DATA FOR ANALYSIS
◇ ◇ ◇ ◇
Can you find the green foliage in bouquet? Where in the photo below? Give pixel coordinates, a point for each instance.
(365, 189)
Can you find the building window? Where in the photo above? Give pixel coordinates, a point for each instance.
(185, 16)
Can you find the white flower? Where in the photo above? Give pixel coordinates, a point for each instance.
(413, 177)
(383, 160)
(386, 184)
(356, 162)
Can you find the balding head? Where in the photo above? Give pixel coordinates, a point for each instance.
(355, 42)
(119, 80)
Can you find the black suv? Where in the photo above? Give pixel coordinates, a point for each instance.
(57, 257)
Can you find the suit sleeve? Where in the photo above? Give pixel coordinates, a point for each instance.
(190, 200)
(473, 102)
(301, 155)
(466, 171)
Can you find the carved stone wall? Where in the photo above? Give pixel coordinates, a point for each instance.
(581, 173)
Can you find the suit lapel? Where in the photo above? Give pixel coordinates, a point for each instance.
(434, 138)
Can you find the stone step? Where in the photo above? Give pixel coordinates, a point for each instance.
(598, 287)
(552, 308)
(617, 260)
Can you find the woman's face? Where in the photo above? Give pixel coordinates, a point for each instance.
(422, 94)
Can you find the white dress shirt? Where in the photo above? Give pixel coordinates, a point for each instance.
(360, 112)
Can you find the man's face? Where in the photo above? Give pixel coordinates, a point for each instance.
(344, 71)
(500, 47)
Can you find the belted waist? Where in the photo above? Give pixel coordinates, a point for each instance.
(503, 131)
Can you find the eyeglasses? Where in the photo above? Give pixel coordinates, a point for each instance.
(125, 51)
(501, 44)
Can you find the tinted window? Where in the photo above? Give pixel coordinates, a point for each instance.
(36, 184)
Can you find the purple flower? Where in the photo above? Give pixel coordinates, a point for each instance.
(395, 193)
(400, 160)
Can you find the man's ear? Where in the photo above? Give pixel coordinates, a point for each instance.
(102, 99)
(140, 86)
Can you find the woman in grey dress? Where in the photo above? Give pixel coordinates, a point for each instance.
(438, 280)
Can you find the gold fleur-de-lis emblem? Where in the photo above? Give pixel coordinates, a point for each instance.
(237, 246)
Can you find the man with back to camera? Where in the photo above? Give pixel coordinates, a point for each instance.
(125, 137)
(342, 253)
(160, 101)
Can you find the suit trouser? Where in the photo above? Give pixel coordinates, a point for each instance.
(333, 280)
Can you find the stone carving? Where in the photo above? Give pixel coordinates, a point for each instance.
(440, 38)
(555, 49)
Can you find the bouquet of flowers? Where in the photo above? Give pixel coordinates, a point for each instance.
◇ ◇ ◇ ◇
PROMPT
Please take the whole listing and write it out exactly.

EXERCISE ANSWER
Can you find the green foliage in bouquet? Where in the photo below? Give pixel coordinates, a point for each instance.
(365, 189)
Can you find the building window? Where in the photo above? Give pixel coordinates, a point for each instance.
(185, 16)
Can you find the white flower? Where in the photo above? Give pixel coordinates, a point for each instance.
(413, 177)
(383, 160)
(386, 184)
(356, 162)
Can you find the balding head? Where in the photo above? Give pixel coordinates, a point for each instance.
(355, 42)
(119, 80)
Can you find the black suv? Where in the photo above? Give pixel coordinates, a point for each instance.
(57, 257)
Can you find the suit sleeve? Where in the photo above? Give pixel coordinates, a point for each instance.
(190, 200)
(473, 102)
(301, 155)
(466, 171)
Can you find the carved stone wall? Where in the photo above? Give pixel coordinates, a point for each instance.
(581, 173)
Can you find the suit lapel? Where in the photo above? Give pixel coordinates, a point for each instance.
(434, 138)
Can you find the stone step? Where in the photo above? Give pixel coordinates, a point for each instance.
(598, 287)
(552, 308)
(617, 260)
Can you find the woman's face? Where in the photo above? Give pixel coordinates, a point for each instance.
(422, 94)
Can you find the white dress shirt? Where in the photo above? Give pixel coordinates, a point for each instance.
(360, 112)
Can you find the man's face? Where in the photo above? Give pixel coordinates, a point for each instance.
(344, 71)
(500, 47)
Can you find the belted waist? Where in the photo above? Give pixel coordinates, a point for each instance.
(503, 131)
Can you find the eyeglasses? Where in the photo above? Give pixel coordinates, a point for each instance.
(125, 51)
(501, 44)
Can you find the tinted window? Where in the photo above? Give pixel coordinates, a point for each instance.
(36, 184)
Can you find the purple flower? Where in the photo above? Give pixel coordinates, a point for each instance.
(395, 193)
(400, 160)
Can you find the man's ear? Where in the photo above? Give pixel coordinates, a point for each instance.
(102, 99)
(140, 86)
Can you find the woman in grey dress? Where in the photo above? Give pixel coordinates, a point for each instance.
(438, 280)
Can you find the gold fleur-de-lis emblem? Where in the photo above? Give pixel coordinates, a point for each instance.
(237, 246)
Can you find the man with back to camera? Where in the photo above? Give pixel coordinates, a point for each instance.
(125, 137)
(342, 253)
(160, 101)
Can you find the suit trouser? Where in the photo above? Give pixel coordinates, a point for each instance.
(333, 280)
Can you find the stone carving? Where in the photo above? Give pixel coordinates, a point for each instance.
(440, 38)
(555, 49)
Can you find the bouquet of flowers? Where in the photo above? Give pixel coordinates, a point for each instance.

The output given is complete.